***** Textauszug

Steffi Nerius - "Habe dieses Gold verdient"
Steffi Nerius ist mit dem Ullevi-Stadion wieder im Reinen. Dort, wo die Leverkusener Speerwerferin vor elf Jahren bei der WM als Top-Favoritin scheiterte, holte sie nun am Sonntag bei der EM in Göteborg (Schweden) Gold. Was die 34-Jährige nach ihrem bislang größten Erfolg sagte, haben wir für Sie zusammengestellt.
Ein hart erarbeiteter Erfolg für Steffi Nerius (Foto: Kiefner)
Steffi Nerius, was geht Ihnen gerade durch den Kopf?Steffi Nerius:
Das ist einfach nur wunderschön. Ich habe bei der Siegerehrung endlich einmal den Traum erleben und genießen können, den ich schon seit Jahren hatte. Einfach die Nationalhymne für mich hören. Irgendwann kriegt jeder das, was er verdient hat und heute hatte ich Gold verdient.
Wann haben Sie an den Sieg geglaubt?
Steffi Nerius:
Wenn man in Führung liegt, dann glaubt man richtig dran. Ich habe mir in jedem Fall zugetraut, dass ich noch kontern kann. Das ist alles im Bereich des Möglichen. Ich war schon sehr zuversichtlich. Die ersten drei Durchgänge waren ein bisschen schleppend durch die Unterbrechungen, die Siegerehrungen, die Starts, den Regen. Ich fühlte mich ein bisschen wie eine Stabhochspringerin, die ewig im Stadion rumhängt. Ich hatte mich deshalb schon ein bisschen auf die letzten drei Durchgänge gefreut, wo es etwas schneller geht. Ich war aber immer zuversichtlich, dass ich den Schalter kippen und am Ende vorne liegen kann.

**********
***** Bereitgestellte Daten

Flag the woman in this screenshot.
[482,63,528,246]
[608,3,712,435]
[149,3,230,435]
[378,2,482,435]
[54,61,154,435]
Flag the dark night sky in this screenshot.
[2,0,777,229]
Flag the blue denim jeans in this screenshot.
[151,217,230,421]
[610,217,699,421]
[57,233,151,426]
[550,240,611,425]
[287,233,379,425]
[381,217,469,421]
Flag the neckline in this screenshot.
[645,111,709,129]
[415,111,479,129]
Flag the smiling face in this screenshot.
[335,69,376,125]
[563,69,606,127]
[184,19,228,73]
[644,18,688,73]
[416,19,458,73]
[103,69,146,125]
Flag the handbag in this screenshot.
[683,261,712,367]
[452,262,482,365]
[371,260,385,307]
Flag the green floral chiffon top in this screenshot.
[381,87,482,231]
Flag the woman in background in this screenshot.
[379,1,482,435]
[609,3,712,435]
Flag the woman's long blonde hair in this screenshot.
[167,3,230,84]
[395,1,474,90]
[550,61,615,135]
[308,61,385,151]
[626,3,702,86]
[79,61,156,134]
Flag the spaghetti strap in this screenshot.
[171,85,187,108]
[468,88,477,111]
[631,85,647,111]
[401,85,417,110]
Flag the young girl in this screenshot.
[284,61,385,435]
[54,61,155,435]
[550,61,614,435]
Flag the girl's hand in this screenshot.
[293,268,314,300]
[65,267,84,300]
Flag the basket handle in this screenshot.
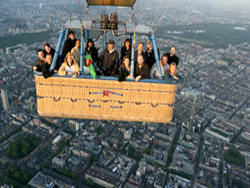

**********

Aufgaben:
- a) Nenne alle Umstände, die laut Textauszug die ersten drei Durchgänge schleppend machten.
- b) Gib die Einträge ab der Zeile mit „Flag the woman's“ bis zum Ende der Einträge noch einmal wieder und ersetze darin „spaghetti strap“ durch „shoulder strap“. Alles andere bleibt unverändert, und die Bilder lässt du weg.

Lösungen:
- a) Die Unterbrechungen, die Siegerehrungen, die Starts und der Regen.

- b)
Flag the woman's long blonde hair in this screenshot.
[167,3,230,84]
[395,1,474,90]
[550,61,615,135]
[308,61,385,151]
[626,3,702,86]
[79,61,156,134]
Flag the shoulder strap in this screenshot.
[171,85,187,108]
[468,88,477,111]
[631,85,647,111]
[401,85,417,110]
Flag the young girl in this screenshot.
[284,61,385,435]
[54,61,155,435]
[550,61,614,435]
Flag the girl's hand in this screenshot.
[293,268,314,300]
[65,267,84,300]
Flag the basket handle in this screenshot.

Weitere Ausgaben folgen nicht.